- **Exercise instructions**
a - From the Covid-19 antibody article, write out word for word the passage that opens with "ONE in eight" and closes with "16 and over.".
b - In the Covid-19 antibody article, what share of people in London were estimated to have tested positive for antibodies in December?

++++ Page excerpt ++++

ONE in eight people in England were estimated to have already had Covid-19 by December, new figures show.

The number was up from one in 14 in October with data coming from the Office for national Statistic's Covid-19 Infection Survey.

The study was run by ONS in conjunction with the University of Oxford, University of Manchester, Public Health England and Wellcome Trust.

The data is based on the proportion of the population who are likely to have tested positive for antibodies to Covid-19, based on blood test results from a sample of people aged 16 and over.

The ONS found "substantial variation" between regions in England, with 17 per cent of people in private households in Yorkshire and the Humber estimated to have tested positive for antibodies in December, compared with 5 per cent in south-west England.

In London, the figure was 16 per cent in December, up from 11 per cent in October, while it was 15 per cent in the North West, up from 6 per cent in October.

++++ Data shown ++++

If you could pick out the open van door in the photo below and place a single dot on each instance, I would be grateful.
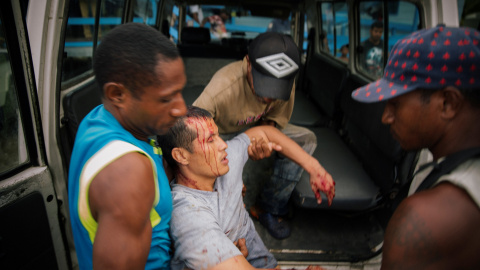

++++

- **Expected results**
a -
ONE in eight people in England were estimated to have already had Covid-19 by December, new figures show.

The number was up from one in 14 in October with data coming from the Office for national Statistic's Covid-19 Infection Survey.

The study was run by ONS in conjunction with the University of Oxford, University of Manchester, Public Health England and Wellcome Trust.

The data is based on the proportion of the population who are likely to have tested positive for antibodies to Covid-19, based on blood test results from a sample of people aged 16 and over.

b - 16 percent